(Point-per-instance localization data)
______

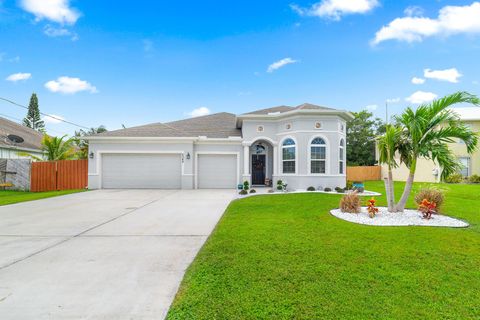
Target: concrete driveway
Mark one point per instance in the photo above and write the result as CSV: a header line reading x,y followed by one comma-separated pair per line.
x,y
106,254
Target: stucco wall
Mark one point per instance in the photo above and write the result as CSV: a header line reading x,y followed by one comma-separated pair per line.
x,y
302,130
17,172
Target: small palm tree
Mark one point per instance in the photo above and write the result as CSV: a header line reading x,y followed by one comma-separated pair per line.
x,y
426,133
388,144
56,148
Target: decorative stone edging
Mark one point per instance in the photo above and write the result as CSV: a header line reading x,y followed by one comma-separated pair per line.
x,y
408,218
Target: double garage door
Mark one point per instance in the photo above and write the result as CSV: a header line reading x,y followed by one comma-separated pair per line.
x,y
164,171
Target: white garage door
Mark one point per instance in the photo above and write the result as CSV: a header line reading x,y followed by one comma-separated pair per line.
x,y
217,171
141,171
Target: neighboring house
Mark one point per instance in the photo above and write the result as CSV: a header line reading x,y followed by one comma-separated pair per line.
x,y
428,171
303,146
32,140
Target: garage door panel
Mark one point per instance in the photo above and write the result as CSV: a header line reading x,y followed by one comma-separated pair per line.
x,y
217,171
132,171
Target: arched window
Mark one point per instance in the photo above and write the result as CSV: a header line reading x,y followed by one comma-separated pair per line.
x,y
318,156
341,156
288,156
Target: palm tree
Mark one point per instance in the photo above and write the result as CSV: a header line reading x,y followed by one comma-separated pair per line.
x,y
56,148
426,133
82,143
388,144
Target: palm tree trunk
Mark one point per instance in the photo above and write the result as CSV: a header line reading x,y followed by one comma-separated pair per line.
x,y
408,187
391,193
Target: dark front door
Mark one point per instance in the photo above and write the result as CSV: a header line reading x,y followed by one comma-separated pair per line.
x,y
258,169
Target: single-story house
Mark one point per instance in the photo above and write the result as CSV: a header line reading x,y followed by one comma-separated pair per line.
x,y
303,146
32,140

______

§ **PROBLEM STATEMENT**: Return every line from the entries above that contains the word "tree".

§ **FINISHED TASK**:
Target: small palm tree
Target: palm tree
Target: palm tree trunk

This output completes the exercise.